Each line in the listing below needs to be transcribed exactly.

=== Begin Enclosure ===

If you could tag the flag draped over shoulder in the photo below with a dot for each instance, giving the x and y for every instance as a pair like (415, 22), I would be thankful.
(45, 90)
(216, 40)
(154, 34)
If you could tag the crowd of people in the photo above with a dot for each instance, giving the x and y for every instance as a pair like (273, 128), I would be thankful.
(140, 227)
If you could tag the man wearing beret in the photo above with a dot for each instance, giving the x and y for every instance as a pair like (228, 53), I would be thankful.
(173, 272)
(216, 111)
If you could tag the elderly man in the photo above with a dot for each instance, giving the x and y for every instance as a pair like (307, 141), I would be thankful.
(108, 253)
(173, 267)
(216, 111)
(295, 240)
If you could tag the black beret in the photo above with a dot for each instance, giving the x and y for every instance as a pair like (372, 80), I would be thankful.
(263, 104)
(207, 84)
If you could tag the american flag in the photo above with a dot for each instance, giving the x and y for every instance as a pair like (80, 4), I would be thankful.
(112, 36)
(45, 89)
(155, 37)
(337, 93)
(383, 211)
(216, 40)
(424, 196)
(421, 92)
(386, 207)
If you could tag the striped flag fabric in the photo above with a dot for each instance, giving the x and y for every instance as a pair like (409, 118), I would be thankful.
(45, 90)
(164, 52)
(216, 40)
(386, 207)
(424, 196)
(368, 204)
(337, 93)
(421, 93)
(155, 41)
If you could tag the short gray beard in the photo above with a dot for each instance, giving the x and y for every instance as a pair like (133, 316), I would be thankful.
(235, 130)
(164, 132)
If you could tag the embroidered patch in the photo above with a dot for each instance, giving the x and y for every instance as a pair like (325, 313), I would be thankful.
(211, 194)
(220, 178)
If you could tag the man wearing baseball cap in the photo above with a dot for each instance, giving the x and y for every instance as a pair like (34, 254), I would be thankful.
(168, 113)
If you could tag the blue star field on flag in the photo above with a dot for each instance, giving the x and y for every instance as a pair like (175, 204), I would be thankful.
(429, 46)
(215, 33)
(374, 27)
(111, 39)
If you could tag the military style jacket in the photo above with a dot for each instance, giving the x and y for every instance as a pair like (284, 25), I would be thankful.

=== End Enclosure ===

**The answer**
If you could tag the flag draped over shoulder in the photo below with a dot for each instance, giving the x and y for every instance as a pair like (415, 22), I would be thankful.
(45, 90)
(216, 40)
(154, 34)
If you could tag the crowd of people in the photo above with a dot for each instance, giving the x and y for every instance as a pair like (273, 128), I would be thankful.
(140, 227)
If you could tag the man wearing beret in the photo above with a dot for each instance, giving the x and y for every instance as a pair like (228, 53), I would be thankful.
(173, 272)
(216, 111)
If you could tag the elderly man in the photo above with a dot for each instance, giving the x and y for every instance as a pair like (307, 141), I would be thankful.
(108, 253)
(173, 267)
(216, 111)
(295, 240)
If you could tag the black beret in the photo above with a dot for each instance, giving the x and y for every instance as a pair like (372, 80), I would be thankful.
(263, 104)
(207, 84)
If you could tag the american flag in the photo above with a dot for each instance, giving the x and y for every instance as a pair like (80, 4), I would be thankful.
(112, 36)
(45, 89)
(155, 37)
(337, 93)
(383, 211)
(216, 40)
(424, 196)
(421, 92)
(386, 207)
If you could tag the striped flag fabric in the photo above with a dot for each instance, giving the x and y for every instance as a pair like (409, 118), I would be thankful.
(45, 90)
(164, 52)
(216, 40)
(386, 207)
(424, 196)
(368, 204)
(337, 93)
(421, 93)
(155, 41)
If you could tag the short gray beard in the photo above with a dot for each instance, giving the x and y for every instance as a pair like (133, 316), I would be thankful.
(235, 130)
(164, 132)
If you could tag the embroidered patch in the photo above with a dot for each instance, giving the x and y for every instance as a pair like (325, 313), I would be thankful.
(211, 194)
(220, 178)
If you could tag the man wearing baseball cap in the photo above with a dot for each instance, giving the x and y for every instance as a pair like (34, 254), I would be thankful.
(168, 113)
If you could tag the blue star field on flag in the photo above with a dot for each instance, giving the x and y for every instance as a pair like (175, 204), I would be thankful.
(429, 46)
(215, 33)
(374, 27)
(111, 39)
If you could tag the military style jacket in the photo above with a dot for each instance, giving the x and y for every instance as a pair like (284, 25), I would be thankful.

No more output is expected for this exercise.